**SHORT PROBLEM:** Between the lines holding "Please trace the outline of every instance of the <item>paper" and "155], [67, 144]]", inclusive, in the entries below, switch "guidance" to "reference" and give those lines again with nothing else altered. Omit the pictures from your answer.

**PROVIDED MATERIAL:**
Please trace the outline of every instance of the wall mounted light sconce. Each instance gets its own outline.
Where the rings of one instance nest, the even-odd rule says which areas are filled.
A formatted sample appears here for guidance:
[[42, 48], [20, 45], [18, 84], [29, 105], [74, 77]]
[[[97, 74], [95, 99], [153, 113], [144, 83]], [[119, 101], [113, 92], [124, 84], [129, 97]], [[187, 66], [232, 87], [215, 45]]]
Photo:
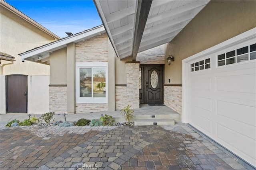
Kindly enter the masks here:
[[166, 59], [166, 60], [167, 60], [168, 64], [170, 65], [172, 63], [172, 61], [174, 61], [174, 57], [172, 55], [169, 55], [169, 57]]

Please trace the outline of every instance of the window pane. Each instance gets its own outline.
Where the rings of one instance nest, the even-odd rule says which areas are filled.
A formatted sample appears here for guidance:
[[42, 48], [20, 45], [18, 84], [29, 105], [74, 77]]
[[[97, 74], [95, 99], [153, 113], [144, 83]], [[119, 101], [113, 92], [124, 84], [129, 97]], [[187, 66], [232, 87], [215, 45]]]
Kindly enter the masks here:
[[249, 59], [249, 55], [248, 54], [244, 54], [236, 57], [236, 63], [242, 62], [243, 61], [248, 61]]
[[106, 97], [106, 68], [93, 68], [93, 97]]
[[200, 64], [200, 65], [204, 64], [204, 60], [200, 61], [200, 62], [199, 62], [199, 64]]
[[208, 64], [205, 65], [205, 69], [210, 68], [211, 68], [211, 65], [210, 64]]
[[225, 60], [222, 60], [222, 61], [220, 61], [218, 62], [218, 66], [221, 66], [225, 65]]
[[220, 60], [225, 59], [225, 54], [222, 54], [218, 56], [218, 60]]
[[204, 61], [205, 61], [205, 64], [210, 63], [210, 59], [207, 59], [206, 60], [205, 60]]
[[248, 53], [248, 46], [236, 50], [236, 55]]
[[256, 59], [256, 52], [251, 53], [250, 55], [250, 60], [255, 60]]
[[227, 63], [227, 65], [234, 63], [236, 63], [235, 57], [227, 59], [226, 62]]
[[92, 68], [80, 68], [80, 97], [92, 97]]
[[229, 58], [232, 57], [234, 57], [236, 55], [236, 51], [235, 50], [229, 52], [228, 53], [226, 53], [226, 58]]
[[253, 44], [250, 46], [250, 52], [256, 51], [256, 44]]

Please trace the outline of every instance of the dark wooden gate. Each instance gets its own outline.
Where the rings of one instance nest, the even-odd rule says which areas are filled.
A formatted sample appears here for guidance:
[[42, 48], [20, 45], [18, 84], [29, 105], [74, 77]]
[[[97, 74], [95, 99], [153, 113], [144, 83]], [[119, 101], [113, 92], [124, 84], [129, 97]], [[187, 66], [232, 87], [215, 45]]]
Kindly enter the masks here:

--

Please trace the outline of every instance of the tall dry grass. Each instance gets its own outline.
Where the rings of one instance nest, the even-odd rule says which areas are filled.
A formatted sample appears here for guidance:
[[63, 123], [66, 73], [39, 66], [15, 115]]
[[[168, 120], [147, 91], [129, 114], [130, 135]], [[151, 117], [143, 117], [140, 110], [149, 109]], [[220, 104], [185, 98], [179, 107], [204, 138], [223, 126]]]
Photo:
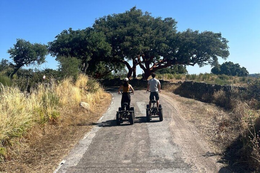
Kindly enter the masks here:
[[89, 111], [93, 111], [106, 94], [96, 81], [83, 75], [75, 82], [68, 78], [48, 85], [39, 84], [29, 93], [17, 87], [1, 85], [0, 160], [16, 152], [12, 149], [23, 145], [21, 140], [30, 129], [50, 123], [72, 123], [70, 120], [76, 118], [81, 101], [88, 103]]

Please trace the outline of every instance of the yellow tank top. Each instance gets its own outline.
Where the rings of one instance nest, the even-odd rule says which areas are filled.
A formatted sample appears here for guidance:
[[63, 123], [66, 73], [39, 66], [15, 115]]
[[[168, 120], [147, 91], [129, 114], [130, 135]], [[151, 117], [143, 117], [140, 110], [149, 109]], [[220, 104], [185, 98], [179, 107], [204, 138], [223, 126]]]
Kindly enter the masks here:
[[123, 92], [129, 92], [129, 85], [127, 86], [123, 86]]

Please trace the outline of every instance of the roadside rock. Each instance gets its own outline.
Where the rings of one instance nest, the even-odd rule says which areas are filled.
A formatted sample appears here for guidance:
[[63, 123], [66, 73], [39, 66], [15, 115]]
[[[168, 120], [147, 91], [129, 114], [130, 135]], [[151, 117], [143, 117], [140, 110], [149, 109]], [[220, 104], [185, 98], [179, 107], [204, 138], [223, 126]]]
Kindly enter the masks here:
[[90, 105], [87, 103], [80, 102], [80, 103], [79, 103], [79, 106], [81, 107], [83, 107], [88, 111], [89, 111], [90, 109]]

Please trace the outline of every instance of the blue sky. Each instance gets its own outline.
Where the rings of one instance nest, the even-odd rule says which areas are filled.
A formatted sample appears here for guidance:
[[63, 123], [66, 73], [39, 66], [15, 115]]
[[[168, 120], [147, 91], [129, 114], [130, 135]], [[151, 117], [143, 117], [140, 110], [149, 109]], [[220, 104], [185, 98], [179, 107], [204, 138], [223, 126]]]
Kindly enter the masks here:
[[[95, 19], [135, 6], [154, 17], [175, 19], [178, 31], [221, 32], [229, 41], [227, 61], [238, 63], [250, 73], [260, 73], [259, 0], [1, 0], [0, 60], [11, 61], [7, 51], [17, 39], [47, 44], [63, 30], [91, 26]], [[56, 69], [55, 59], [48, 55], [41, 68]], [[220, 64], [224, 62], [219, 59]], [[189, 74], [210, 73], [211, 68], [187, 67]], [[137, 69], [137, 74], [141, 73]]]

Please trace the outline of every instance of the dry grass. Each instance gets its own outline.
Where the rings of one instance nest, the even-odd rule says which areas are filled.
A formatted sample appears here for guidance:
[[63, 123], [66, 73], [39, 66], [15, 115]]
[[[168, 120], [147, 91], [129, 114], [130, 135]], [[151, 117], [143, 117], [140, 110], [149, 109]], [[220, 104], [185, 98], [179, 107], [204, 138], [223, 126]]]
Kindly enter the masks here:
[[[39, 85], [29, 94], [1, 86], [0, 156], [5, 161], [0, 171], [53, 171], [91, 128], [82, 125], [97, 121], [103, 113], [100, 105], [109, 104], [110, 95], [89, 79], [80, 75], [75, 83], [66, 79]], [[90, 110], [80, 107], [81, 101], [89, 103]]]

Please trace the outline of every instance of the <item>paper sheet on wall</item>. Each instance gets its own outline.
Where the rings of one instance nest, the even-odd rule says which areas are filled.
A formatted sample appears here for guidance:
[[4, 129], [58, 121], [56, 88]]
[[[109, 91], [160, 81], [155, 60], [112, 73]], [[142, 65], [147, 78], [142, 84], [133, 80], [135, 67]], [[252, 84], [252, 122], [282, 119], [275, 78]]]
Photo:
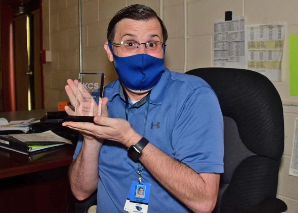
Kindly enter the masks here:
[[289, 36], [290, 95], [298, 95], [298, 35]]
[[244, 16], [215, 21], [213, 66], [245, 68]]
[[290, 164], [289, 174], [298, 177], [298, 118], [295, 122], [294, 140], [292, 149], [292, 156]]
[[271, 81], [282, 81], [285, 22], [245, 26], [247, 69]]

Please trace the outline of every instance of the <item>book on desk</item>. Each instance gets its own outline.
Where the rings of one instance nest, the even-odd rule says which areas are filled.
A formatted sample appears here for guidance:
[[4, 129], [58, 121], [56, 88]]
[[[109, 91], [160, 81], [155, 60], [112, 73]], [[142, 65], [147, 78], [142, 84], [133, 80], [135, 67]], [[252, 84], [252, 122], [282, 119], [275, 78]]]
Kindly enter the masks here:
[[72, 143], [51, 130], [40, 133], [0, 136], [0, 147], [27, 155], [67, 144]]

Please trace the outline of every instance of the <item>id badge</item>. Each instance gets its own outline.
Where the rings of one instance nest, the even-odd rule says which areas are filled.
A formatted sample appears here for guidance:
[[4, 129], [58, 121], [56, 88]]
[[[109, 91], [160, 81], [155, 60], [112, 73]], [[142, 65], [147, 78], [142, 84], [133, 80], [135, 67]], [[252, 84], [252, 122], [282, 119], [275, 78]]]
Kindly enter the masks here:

---

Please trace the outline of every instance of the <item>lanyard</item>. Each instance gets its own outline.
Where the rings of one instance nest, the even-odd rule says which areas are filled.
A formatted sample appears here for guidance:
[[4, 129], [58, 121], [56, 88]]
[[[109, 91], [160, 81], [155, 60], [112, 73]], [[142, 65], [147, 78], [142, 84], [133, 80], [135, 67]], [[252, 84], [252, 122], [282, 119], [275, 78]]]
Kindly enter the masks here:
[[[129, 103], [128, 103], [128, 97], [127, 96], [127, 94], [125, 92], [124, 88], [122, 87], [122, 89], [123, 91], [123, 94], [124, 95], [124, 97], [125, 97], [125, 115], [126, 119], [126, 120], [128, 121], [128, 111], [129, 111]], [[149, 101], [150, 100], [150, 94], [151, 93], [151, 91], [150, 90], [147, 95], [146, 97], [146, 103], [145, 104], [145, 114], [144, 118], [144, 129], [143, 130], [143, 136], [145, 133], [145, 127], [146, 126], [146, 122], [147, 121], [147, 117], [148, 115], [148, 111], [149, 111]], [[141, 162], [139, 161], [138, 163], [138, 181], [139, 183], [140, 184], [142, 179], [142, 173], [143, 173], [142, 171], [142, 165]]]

**TASK SOLUTION:**
Please trace the outline of every instance of the <item>paper sheet on wall</item>. Each instance gets its own outline.
Where the rings of one instance nest, the even-odd rule says which areas are filled.
A formatted sample appears here for reference:
[[4, 129], [58, 121], [56, 88]]
[[[109, 91], [160, 81], [155, 60], [112, 73]], [[142, 65], [147, 78], [142, 84], [133, 80], [135, 67]], [[252, 84], [252, 122], [282, 119], [275, 78]]]
Photo:
Kindly enter the masks here:
[[289, 36], [290, 95], [298, 95], [298, 35]]
[[244, 16], [215, 21], [213, 66], [245, 68]]
[[290, 164], [289, 174], [298, 177], [298, 118], [295, 122], [294, 140], [292, 149], [292, 156]]
[[271, 81], [282, 81], [285, 22], [245, 26], [247, 69]]

Please trace the outline of every instance of the <item>book on desk</item>. Each instance gets its own outline.
Where the rings of one instance nest, the even-odd rule says which areas are filled.
A formatted sample appears here for reference:
[[4, 129], [58, 121], [56, 88]]
[[[109, 91], [160, 81], [155, 60], [112, 73]], [[142, 65], [147, 78], [142, 84], [133, 80], [135, 67]], [[252, 84], [252, 122], [282, 119], [275, 78]]]
Kindly enter the masks here:
[[72, 143], [51, 130], [40, 133], [0, 136], [0, 147], [27, 155], [67, 144]]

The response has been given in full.